----- Passage for review
The author of Fear No Evil was born in 1948 in the Soviet Union; at the age of 29, he was arrested for engaging in Zionist activity, he said.
He was imprisoned for nine years in Soviet labor camps, half of which he said was in solitary confinement, and spent 405 days in a punishment cell. He was released in 1986 after heavy international pressure, including U.S. diplomatic efforts and humanitarian efforts led by his wife Avital Sharansky.
His second piece of advice was not to make plans for the future “based on the hope” that everything will be back to normal in the few days or weeks. He added, “It does not depend on you. So, try to build plans that fully depend on you. … Read the book that you wanted to read or … learn the language that you always wanted to speak. And then it depends all on you: whether you succeed in your plans or not.”
Sharansky’s third tip was to hold on to your sense of humor. He said, “in prison I loved telling jokes to my anti-Soviet guards, and thank God, [now] there are so many jokes on the Internet.”
Tip No. 4: “Don’t give up on your hobbies.”
His final tip was to “feel your connection.”
“Remember that you are not alone. We Jews, for thousands of years, all over the world, were scattered, but we always had this feeling that we are a part of a big people, great people with our mutual past, our mutual future and our mutual mission.”
----------
----- Input data
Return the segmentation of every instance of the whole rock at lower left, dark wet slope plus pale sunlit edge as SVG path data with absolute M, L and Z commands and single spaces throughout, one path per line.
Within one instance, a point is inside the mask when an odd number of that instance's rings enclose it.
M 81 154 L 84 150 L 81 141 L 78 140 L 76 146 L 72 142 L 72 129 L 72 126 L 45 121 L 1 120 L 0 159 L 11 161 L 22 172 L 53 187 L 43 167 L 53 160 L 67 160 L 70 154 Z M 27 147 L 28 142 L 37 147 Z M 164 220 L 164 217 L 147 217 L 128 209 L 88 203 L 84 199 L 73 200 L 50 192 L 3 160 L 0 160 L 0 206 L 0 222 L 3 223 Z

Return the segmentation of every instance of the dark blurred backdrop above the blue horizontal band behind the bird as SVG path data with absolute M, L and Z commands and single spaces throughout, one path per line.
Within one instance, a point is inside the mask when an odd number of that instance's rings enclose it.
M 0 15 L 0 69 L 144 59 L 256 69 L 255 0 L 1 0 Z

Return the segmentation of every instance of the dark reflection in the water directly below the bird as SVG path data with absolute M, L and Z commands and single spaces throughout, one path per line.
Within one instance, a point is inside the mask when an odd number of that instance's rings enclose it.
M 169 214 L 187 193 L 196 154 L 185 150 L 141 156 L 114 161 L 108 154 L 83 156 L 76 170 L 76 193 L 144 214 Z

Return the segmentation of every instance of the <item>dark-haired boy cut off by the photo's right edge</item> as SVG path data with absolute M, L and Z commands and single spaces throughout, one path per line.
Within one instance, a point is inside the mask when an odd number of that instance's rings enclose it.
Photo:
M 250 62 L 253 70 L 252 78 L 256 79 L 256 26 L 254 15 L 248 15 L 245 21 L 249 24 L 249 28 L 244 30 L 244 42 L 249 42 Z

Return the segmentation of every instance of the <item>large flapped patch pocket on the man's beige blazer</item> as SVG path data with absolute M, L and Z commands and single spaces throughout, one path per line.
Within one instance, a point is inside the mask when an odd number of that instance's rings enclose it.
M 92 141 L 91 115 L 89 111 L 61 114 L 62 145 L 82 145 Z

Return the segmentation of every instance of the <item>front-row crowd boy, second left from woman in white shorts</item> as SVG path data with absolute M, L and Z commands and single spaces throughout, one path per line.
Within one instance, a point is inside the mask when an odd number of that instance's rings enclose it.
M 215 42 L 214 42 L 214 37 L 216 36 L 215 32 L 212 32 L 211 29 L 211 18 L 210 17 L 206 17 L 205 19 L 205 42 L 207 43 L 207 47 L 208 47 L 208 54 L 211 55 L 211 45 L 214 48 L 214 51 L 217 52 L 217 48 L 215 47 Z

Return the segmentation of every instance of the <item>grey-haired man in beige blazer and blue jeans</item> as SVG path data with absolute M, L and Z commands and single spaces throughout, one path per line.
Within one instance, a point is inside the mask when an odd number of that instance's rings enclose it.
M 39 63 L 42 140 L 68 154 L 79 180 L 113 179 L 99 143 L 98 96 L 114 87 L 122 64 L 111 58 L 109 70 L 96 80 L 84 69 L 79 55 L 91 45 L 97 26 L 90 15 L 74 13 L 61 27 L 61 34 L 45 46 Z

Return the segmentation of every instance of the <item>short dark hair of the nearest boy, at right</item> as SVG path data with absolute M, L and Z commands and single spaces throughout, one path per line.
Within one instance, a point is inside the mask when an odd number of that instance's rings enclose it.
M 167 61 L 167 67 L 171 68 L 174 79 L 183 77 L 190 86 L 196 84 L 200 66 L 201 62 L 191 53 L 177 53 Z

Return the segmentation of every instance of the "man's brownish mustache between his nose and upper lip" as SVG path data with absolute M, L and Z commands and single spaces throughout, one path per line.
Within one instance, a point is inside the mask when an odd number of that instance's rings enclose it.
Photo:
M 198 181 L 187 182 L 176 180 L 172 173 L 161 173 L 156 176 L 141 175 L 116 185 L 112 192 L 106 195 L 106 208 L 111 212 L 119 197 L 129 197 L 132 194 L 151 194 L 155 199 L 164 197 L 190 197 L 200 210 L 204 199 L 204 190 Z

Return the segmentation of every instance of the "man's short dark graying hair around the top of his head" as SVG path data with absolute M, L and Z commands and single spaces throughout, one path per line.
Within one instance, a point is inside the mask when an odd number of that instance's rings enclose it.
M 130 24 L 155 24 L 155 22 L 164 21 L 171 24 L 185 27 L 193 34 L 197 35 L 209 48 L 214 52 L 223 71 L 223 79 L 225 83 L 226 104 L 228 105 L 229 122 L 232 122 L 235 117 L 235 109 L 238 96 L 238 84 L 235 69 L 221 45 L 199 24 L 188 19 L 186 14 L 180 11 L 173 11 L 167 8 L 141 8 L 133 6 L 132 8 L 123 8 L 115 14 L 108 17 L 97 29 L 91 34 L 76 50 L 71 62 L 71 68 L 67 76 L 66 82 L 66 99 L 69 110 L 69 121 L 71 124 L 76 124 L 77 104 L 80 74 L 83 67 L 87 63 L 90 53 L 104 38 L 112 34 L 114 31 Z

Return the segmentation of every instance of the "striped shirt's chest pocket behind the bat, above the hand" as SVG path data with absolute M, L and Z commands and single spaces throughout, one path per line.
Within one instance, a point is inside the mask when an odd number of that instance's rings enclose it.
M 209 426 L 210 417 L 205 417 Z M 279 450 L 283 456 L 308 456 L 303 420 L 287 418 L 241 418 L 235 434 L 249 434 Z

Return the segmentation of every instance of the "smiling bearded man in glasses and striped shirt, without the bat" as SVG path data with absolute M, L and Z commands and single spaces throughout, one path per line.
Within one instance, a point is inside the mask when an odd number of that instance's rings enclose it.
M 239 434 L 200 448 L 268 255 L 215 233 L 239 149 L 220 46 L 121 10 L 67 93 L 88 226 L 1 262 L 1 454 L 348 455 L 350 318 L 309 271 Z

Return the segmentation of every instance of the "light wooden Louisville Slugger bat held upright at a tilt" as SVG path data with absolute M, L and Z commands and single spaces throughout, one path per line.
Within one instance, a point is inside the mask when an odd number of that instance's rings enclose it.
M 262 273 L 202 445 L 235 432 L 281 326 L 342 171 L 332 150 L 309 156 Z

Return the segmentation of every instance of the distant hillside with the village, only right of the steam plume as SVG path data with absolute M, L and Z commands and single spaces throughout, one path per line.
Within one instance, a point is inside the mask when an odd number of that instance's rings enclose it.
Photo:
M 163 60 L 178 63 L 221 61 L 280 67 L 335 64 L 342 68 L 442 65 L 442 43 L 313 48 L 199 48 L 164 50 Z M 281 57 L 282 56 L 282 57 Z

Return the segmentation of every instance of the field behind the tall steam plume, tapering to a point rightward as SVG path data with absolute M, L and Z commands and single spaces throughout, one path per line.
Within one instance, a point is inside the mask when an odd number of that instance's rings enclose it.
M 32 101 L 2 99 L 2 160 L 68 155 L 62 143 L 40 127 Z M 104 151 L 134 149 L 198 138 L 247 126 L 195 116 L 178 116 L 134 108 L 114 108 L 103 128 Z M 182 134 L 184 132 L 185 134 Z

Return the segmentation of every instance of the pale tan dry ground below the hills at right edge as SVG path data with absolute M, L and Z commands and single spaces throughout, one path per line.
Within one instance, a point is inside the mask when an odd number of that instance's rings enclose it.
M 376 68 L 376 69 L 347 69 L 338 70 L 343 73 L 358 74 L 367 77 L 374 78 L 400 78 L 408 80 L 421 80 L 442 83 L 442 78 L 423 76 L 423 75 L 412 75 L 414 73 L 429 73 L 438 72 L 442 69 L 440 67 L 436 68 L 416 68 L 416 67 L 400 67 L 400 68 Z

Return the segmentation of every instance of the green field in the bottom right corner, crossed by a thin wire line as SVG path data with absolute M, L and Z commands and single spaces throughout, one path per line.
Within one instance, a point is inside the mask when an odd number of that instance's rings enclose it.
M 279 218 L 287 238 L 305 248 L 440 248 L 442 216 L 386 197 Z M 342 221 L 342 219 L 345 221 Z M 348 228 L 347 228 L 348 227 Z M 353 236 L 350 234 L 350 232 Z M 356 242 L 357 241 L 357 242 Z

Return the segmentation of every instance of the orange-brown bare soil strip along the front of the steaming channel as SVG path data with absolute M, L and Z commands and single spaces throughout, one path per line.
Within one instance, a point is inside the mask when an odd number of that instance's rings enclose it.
----------
**Problems and tasks**.
a) In the Sharansky passage, what year was the author of Fear No Evil released from prison?
b) Retype the Sharansky passage from "The author of" to "wife Avital Sharansky.".

**Answers for each item**.
a) 1986

b)
The author of Fear No Evil was born in 1948 in the Soviet Union; at the age of 29, he was arrested for engaging in Zionist activity, he said.
He was imprisoned for nine years in Soviet labor camps, half of which he said was in solitary confinement, and spent 405 days in a punishment cell. He was released in 1986 after heavy international pressure, including U.S. diplomatic efforts and humanitarian efforts led by his wife Avital Sharansky.